WHAT IS REQUIRED: Transcribe word for word each line from the one containing "the man's left" to the final line of the data, both included. Skip the pictures.

-----

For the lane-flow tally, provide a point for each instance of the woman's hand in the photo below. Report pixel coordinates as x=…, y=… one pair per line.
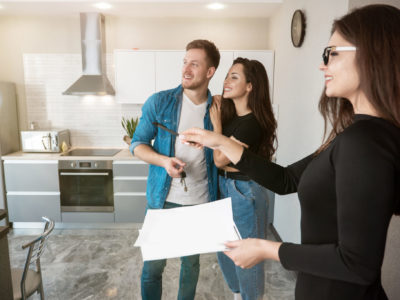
x=202, y=137
x=249, y=252
x=215, y=113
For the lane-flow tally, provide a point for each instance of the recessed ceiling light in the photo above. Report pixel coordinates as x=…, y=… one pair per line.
x=102, y=5
x=215, y=6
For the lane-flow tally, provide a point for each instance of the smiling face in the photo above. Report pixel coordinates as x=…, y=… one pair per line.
x=195, y=71
x=341, y=75
x=235, y=84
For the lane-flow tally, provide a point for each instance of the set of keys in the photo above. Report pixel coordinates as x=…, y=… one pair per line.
x=183, y=182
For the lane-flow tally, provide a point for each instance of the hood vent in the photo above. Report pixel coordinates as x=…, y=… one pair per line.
x=93, y=81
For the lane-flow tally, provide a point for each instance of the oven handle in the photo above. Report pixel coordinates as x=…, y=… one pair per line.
x=84, y=174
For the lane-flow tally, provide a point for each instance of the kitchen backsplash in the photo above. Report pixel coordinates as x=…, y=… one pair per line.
x=92, y=121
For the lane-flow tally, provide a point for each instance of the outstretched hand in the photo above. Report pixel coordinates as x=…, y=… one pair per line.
x=201, y=138
x=249, y=252
x=174, y=166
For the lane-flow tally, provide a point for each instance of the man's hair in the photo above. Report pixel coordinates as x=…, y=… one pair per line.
x=211, y=50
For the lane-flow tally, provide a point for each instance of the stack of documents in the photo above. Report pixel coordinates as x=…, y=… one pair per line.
x=187, y=230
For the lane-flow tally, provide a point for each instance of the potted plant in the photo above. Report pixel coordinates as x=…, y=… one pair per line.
x=129, y=126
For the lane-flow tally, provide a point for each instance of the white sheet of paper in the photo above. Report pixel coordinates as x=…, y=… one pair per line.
x=189, y=230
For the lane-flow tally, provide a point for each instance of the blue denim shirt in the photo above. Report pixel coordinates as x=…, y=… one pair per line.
x=165, y=107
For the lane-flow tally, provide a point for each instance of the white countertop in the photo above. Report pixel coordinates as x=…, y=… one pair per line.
x=124, y=154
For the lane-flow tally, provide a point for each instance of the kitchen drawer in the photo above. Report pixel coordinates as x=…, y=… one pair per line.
x=25, y=207
x=34, y=176
x=130, y=168
x=130, y=208
x=87, y=217
x=125, y=184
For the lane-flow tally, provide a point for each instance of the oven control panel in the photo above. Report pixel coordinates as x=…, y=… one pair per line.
x=84, y=164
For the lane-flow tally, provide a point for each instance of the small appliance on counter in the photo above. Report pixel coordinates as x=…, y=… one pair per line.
x=44, y=140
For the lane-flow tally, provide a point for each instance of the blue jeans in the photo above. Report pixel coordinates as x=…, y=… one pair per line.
x=151, y=280
x=249, y=206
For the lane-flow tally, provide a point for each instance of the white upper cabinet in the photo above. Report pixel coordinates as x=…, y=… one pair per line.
x=140, y=73
x=134, y=75
x=168, y=69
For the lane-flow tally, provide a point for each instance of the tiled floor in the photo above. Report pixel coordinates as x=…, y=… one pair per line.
x=83, y=264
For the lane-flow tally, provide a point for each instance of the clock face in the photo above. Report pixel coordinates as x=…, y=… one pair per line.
x=298, y=26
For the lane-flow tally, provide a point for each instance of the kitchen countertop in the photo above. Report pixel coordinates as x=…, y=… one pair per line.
x=124, y=154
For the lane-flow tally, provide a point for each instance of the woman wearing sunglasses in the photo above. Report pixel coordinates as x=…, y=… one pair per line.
x=244, y=113
x=349, y=188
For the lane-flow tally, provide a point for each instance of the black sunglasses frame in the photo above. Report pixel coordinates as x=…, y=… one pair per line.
x=327, y=52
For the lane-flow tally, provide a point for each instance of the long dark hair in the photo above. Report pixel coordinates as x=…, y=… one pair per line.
x=259, y=102
x=375, y=31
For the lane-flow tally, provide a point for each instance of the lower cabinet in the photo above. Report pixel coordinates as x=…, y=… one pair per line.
x=26, y=207
x=129, y=208
x=130, y=180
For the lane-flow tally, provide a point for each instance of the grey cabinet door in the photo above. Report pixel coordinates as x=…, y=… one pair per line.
x=129, y=184
x=130, y=208
x=134, y=168
x=33, y=176
x=31, y=207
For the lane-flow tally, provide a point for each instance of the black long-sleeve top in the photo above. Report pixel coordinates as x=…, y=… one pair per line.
x=347, y=194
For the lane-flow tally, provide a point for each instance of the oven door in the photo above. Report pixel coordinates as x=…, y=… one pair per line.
x=86, y=190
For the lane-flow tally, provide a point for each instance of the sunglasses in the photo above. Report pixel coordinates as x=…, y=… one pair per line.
x=328, y=50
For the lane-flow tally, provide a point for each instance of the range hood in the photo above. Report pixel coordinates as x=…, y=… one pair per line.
x=94, y=80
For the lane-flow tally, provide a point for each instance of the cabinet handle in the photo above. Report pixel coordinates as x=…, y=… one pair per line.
x=83, y=174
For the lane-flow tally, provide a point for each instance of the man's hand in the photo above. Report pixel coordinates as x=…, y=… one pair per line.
x=174, y=166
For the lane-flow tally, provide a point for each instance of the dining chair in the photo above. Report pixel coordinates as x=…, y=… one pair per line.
x=27, y=281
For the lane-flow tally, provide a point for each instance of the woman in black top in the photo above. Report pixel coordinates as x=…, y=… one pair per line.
x=350, y=187
x=244, y=113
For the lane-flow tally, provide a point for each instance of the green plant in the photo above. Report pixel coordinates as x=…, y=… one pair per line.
x=129, y=125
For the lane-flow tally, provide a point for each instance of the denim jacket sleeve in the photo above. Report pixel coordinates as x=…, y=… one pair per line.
x=145, y=130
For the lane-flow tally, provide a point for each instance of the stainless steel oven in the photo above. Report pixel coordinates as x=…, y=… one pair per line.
x=86, y=185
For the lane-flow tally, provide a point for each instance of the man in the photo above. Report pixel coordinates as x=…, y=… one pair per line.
x=179, y=175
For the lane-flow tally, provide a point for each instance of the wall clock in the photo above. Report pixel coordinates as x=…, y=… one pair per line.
x=298, y=28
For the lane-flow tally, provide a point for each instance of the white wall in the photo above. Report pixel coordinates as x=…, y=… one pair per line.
x=298, y=86
x=61, y=36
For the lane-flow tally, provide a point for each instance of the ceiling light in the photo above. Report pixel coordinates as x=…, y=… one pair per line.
x=102, y=5
x=215, y=6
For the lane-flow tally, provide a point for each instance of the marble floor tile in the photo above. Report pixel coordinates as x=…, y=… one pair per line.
x=83, y=264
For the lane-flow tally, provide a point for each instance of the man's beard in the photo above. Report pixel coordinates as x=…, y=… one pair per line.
x=192, y=85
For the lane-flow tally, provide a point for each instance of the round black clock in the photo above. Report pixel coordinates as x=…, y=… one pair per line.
x=298, y=28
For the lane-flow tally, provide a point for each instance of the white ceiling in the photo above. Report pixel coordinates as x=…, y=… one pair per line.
x=144, y=8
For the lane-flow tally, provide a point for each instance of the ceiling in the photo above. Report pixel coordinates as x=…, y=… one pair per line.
x=144, y=8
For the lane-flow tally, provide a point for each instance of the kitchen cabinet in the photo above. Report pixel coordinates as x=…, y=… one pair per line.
x=140, y=73
x=134, y=76
x=32, y=190
x=168, y=69
x=130, y=181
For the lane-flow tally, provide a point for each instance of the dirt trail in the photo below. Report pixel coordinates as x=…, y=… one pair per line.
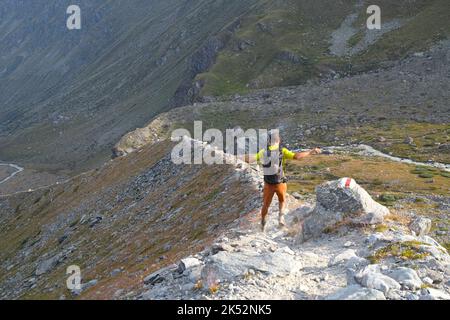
x=18, y=170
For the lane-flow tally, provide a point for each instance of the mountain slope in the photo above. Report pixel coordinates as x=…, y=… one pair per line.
x=68, y=95
x=129, y=218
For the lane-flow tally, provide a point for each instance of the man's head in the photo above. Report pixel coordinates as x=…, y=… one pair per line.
x=274, y=137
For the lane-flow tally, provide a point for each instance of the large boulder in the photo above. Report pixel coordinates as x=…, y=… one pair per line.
x=407, y=277
x=420, y=226
x=341, y=200
x=371, y=277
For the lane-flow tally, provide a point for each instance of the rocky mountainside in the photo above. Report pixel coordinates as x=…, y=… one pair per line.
x=68, y=96
x=141, y=227
x=347, y=262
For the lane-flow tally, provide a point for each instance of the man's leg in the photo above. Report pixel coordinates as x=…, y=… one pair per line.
x=267, y=200
x=281, y=193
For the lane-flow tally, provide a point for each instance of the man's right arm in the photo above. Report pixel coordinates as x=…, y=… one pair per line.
x=302, y=155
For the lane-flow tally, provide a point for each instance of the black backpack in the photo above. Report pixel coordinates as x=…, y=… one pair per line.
x=272, y=164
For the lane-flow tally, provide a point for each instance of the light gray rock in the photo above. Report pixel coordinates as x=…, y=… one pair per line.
x=356, y=292
x=355, y=262
x=378, y=281
x=47, y=265
x=435, y=294
x=407, y=277
x=234, y=264
x=420, y=226
x=160, y=275
x=342, y=257
x=89, y=284
x=338, y=200
x=188, y=263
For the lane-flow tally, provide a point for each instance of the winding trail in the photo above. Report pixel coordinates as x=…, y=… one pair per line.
x=366, y=150
x=18, y=170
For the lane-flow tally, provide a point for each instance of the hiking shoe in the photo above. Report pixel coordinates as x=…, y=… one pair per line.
x=281, y=221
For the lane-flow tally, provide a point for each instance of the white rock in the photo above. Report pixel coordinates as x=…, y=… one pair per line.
x=189, y=263
x=427, y=280
x=378, y=281
x=342, y=257
x=356, y=292
x=435, y=294
x=407, y=277
x=420, y=226
x=348, y=244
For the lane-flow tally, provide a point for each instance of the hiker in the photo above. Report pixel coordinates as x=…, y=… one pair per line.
x=273, y=161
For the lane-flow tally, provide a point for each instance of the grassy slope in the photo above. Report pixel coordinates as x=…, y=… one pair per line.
x=143, y=228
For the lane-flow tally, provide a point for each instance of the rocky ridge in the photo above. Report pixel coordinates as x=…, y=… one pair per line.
x=342, y=259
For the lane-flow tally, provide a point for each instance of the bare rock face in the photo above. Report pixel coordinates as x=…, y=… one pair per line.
x=341, y=200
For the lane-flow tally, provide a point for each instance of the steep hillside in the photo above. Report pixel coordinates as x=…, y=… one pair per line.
x=382, y=108
x=290, y=42
x=118, y=223
x=67, y=96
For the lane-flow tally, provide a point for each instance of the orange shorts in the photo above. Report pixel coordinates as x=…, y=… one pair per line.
x=270, y=189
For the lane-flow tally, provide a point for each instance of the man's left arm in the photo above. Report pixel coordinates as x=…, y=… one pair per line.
x=300, y=155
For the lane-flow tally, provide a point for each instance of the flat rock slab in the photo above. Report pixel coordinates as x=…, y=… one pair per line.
x=356, y=292
x=230, y=265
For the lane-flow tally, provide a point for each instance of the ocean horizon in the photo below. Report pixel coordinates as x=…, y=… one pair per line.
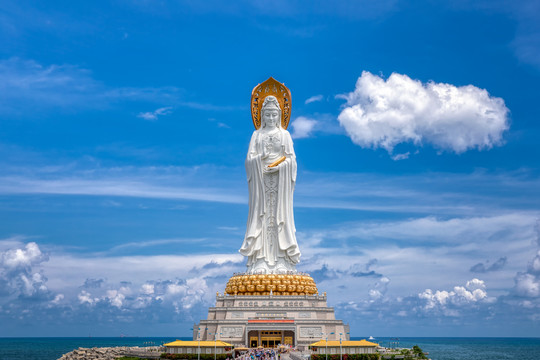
x=439, y=348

-----

SOLVED PROBLEM:
For the lane-flow tally, provide a point for each instance of the man's left arm in the photo above. Report pixel coordinates as x=…, y=… one pair per line.
x=300, y=155
For the lane-flow tally, provide a point for each instance of the flat rock slab in the photo above. Report pixel coordinates as x=…, y=… one pair per line.
x=356, y=292
x=230, y=265
For the lane-flow tally, provide a point for each instance of the ocean horizon in the photo below. Report pixel coordinates as x=…, y=… one pair per line.
x=439, y=348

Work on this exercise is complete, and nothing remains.